**What needs to be done:** Count the lines below that contain the word "restaurant", matching case exactly, and reply with only the number.

**Data to use:**
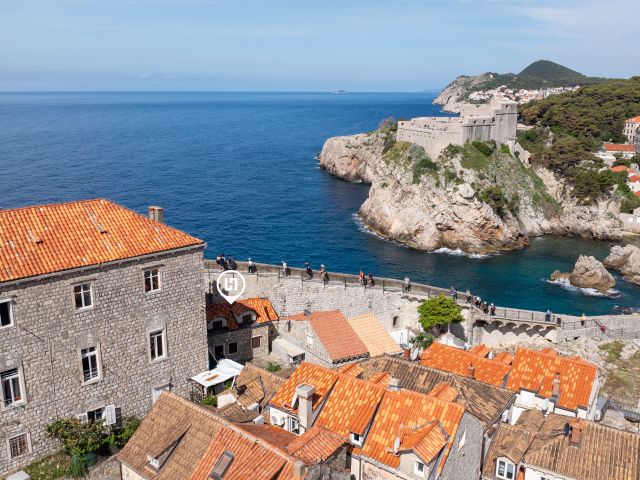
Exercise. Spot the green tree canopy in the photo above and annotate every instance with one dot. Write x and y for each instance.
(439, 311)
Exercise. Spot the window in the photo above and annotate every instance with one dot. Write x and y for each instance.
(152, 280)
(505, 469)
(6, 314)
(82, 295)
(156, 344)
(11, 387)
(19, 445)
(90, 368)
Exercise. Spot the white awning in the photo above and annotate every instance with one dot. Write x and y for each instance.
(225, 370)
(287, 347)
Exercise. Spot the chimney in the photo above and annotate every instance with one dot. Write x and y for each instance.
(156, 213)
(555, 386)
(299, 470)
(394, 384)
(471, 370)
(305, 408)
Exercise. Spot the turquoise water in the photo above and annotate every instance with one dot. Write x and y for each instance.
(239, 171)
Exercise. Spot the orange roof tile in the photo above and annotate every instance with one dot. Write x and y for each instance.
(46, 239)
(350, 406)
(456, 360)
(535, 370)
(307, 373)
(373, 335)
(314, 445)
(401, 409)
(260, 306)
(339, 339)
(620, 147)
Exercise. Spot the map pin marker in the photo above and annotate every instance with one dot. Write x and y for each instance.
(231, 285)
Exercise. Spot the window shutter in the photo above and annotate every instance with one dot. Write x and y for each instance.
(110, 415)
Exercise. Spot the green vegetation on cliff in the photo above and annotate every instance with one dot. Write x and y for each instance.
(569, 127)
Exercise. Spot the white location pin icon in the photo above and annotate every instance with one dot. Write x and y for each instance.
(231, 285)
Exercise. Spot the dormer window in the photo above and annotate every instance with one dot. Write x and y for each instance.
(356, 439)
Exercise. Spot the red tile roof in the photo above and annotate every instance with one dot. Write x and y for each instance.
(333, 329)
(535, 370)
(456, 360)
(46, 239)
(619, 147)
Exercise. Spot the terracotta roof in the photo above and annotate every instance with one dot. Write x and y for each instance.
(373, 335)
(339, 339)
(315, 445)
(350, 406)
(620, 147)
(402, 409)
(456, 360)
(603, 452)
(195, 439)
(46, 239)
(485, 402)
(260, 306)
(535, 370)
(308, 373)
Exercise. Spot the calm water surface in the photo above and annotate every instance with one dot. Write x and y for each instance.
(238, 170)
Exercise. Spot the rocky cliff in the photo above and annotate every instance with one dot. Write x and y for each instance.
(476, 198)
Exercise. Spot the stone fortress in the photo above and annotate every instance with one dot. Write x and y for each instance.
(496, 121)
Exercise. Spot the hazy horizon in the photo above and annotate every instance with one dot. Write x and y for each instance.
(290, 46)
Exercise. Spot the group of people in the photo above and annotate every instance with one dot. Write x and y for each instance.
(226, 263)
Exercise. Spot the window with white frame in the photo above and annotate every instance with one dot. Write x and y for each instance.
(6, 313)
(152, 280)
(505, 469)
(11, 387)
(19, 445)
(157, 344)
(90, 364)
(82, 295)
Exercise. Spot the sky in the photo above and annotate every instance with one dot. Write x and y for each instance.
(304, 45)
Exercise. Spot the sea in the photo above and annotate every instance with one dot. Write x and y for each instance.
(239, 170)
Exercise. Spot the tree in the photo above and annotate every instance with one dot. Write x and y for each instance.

==

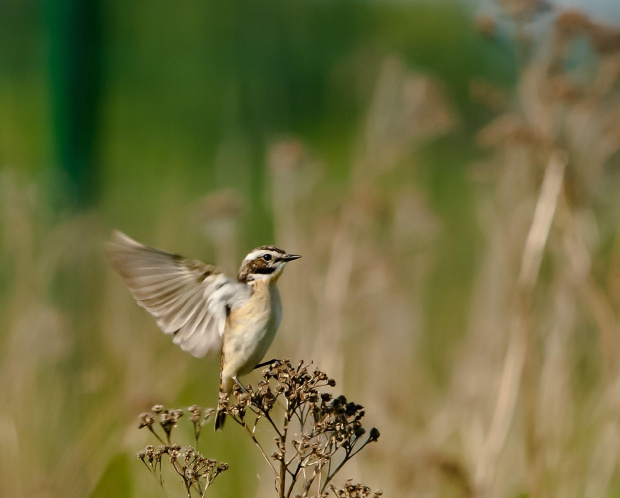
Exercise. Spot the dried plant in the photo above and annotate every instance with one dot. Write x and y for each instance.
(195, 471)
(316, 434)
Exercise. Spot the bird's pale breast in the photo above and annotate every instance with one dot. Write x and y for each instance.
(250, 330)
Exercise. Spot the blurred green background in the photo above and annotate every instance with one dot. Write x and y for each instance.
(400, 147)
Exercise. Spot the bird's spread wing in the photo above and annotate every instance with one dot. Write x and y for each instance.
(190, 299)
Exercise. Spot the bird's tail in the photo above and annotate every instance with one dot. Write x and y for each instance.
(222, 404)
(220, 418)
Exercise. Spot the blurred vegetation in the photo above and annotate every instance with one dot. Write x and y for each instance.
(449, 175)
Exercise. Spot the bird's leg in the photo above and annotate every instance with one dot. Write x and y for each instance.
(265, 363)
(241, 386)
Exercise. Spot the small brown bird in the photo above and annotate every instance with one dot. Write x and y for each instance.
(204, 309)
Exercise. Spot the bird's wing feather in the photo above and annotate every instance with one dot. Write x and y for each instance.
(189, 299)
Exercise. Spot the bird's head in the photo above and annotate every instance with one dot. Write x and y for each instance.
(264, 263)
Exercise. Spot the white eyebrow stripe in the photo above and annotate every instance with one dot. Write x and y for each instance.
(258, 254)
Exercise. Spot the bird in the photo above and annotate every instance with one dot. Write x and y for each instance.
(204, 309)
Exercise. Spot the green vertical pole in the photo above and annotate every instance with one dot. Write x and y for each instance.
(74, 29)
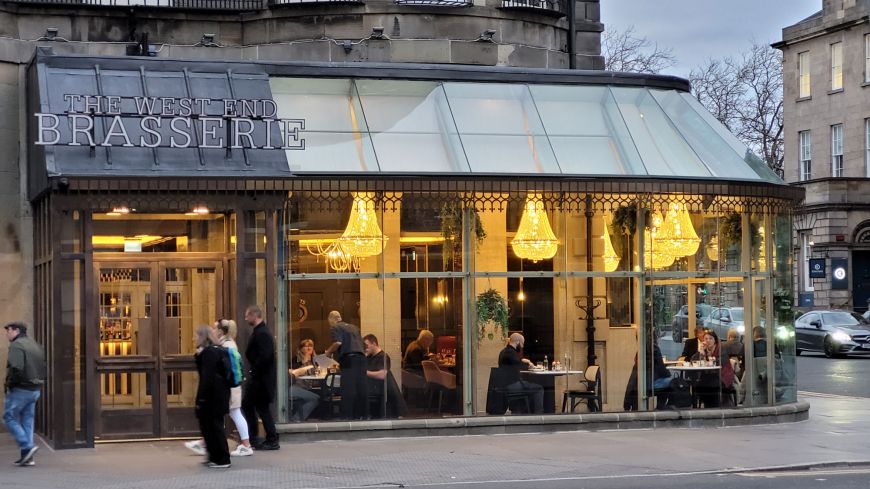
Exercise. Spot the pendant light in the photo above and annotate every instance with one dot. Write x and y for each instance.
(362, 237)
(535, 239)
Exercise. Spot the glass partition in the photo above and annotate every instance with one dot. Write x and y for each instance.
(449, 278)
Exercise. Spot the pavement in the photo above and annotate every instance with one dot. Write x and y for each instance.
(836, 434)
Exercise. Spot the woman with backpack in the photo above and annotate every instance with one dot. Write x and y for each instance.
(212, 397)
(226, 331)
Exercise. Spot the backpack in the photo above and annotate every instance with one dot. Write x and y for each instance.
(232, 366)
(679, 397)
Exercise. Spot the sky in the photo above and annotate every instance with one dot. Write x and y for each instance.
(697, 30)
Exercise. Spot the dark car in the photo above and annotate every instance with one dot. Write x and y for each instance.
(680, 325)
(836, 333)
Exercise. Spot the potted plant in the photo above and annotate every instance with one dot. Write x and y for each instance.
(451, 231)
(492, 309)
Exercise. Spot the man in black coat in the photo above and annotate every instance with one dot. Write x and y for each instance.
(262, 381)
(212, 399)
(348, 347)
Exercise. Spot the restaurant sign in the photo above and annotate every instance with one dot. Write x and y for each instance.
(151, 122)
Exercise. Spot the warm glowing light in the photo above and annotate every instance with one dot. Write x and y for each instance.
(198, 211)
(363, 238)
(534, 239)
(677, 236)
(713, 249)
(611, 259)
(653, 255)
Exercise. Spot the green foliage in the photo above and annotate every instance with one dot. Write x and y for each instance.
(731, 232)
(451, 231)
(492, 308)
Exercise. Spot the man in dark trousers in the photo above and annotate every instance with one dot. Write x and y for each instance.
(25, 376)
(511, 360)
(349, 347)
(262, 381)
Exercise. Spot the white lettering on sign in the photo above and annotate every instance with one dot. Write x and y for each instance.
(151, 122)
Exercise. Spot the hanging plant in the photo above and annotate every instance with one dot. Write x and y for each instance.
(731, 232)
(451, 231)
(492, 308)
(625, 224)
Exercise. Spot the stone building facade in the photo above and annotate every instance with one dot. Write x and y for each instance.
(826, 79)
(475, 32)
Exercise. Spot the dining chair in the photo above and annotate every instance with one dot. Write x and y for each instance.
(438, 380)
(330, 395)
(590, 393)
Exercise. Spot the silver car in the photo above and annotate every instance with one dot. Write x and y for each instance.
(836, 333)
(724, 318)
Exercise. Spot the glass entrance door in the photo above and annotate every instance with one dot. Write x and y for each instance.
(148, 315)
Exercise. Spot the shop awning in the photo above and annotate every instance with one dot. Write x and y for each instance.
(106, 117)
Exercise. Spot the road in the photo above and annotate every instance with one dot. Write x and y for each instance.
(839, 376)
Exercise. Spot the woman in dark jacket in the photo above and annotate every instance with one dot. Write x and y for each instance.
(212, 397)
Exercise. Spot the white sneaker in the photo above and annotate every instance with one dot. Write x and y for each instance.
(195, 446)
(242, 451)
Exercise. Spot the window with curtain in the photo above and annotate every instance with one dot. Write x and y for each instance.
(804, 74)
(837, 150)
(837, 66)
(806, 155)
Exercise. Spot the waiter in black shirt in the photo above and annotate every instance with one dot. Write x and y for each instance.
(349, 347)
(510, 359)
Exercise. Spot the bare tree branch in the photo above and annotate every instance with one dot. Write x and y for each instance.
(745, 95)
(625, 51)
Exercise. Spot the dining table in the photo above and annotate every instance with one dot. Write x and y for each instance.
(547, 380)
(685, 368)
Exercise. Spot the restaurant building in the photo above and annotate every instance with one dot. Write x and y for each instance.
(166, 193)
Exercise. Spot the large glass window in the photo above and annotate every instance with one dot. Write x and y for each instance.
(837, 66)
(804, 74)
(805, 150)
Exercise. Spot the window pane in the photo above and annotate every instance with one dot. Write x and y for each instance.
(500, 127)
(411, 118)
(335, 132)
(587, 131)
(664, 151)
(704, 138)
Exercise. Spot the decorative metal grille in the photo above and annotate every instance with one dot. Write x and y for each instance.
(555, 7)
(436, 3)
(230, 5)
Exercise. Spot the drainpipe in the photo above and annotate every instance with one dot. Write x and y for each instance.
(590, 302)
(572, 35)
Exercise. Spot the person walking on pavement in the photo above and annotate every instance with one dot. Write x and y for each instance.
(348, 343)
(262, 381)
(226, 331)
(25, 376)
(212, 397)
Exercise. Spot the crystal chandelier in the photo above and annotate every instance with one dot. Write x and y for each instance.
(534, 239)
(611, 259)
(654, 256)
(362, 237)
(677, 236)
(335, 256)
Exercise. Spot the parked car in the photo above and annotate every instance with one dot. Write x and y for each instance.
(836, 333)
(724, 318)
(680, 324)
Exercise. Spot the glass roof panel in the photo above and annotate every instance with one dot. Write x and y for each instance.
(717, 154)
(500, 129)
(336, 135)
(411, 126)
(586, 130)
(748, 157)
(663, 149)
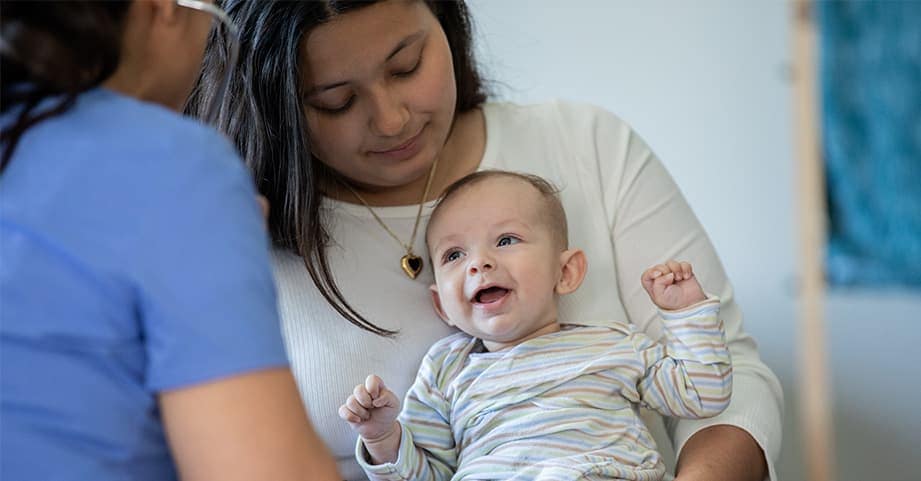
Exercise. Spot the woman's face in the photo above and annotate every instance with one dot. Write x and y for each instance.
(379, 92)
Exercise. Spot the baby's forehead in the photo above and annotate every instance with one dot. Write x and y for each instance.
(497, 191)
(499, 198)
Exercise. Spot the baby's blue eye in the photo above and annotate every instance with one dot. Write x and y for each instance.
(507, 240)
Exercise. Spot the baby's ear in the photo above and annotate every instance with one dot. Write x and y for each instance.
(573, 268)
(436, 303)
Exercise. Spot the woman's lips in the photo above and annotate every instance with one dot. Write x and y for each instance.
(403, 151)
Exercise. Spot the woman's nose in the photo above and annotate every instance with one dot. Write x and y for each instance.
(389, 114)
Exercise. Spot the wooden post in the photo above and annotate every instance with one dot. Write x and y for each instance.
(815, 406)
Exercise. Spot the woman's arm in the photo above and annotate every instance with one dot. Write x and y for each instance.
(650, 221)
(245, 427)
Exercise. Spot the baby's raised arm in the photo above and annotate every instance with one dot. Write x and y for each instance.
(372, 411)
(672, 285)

---

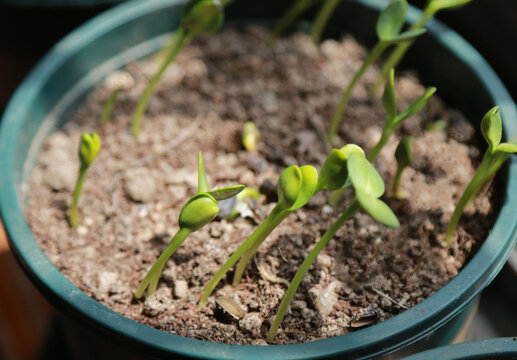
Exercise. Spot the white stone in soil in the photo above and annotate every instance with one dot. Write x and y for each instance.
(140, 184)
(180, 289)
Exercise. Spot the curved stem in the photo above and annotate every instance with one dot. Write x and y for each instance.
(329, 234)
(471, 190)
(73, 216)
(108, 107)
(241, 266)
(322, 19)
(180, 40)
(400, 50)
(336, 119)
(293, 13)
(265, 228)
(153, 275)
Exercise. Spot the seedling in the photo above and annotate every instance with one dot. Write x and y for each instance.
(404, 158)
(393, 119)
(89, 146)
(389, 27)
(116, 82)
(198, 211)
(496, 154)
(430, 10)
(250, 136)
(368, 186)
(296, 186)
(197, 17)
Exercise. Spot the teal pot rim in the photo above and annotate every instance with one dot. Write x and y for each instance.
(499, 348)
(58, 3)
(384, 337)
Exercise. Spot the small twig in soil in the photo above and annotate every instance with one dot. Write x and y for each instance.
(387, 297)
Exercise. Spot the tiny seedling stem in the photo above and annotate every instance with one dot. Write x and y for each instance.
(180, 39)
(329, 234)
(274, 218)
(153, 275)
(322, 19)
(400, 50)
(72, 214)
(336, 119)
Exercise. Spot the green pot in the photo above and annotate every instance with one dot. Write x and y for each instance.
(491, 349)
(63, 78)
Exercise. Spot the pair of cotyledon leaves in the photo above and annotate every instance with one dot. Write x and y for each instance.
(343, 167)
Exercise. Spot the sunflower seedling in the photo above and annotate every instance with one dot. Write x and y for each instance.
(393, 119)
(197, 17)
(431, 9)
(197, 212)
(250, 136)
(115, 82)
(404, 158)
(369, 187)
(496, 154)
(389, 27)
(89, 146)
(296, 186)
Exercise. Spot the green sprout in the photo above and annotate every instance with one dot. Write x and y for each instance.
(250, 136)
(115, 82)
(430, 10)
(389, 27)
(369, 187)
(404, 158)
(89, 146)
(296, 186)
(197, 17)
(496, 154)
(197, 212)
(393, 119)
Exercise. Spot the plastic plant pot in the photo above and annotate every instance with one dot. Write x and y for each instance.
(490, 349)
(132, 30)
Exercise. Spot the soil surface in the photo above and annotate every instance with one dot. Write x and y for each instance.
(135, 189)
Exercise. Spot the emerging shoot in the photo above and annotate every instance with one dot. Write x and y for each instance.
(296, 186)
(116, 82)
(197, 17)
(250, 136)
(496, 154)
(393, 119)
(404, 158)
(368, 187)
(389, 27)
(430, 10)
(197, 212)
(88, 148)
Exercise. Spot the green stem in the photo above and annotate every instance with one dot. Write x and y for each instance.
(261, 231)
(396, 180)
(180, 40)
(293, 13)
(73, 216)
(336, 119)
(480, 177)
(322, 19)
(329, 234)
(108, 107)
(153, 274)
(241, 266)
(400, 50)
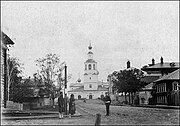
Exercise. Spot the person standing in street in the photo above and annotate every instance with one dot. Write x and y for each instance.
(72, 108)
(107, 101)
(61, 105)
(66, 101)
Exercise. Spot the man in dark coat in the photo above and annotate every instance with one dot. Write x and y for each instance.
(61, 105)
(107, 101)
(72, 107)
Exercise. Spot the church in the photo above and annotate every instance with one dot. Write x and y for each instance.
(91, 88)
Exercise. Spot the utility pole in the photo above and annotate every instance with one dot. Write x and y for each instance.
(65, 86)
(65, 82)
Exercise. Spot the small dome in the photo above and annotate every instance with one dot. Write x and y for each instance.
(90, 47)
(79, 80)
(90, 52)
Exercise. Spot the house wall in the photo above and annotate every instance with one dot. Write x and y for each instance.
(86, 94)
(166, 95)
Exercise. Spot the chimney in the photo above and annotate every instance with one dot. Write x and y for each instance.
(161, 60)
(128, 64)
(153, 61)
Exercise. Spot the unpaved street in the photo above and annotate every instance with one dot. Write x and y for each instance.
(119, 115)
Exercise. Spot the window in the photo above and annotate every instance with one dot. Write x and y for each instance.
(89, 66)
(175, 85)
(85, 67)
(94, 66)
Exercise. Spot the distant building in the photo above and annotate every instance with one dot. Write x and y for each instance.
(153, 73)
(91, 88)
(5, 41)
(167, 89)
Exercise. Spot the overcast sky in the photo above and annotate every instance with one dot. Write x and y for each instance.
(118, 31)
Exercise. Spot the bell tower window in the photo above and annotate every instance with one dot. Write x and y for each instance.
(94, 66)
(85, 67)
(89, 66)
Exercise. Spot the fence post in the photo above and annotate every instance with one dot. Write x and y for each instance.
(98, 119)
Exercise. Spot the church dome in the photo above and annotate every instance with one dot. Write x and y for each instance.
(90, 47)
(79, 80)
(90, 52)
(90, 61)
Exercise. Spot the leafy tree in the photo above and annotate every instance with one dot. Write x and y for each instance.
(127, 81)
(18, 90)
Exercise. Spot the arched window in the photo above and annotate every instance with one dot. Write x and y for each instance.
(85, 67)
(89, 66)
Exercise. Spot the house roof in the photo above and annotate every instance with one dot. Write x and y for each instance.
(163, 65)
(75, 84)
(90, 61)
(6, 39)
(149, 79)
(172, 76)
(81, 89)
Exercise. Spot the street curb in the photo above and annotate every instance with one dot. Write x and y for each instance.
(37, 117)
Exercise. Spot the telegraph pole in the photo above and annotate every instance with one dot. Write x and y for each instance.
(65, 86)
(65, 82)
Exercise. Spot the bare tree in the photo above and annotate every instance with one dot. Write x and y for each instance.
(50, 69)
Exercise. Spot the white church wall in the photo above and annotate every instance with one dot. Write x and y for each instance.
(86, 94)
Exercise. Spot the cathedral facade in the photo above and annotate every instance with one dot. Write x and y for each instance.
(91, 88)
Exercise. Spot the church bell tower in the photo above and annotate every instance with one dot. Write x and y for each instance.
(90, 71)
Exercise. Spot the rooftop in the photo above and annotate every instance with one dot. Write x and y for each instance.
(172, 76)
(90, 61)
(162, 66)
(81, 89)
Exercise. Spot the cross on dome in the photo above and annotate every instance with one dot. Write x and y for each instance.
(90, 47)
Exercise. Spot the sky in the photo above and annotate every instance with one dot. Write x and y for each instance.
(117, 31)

**Written answer:** 2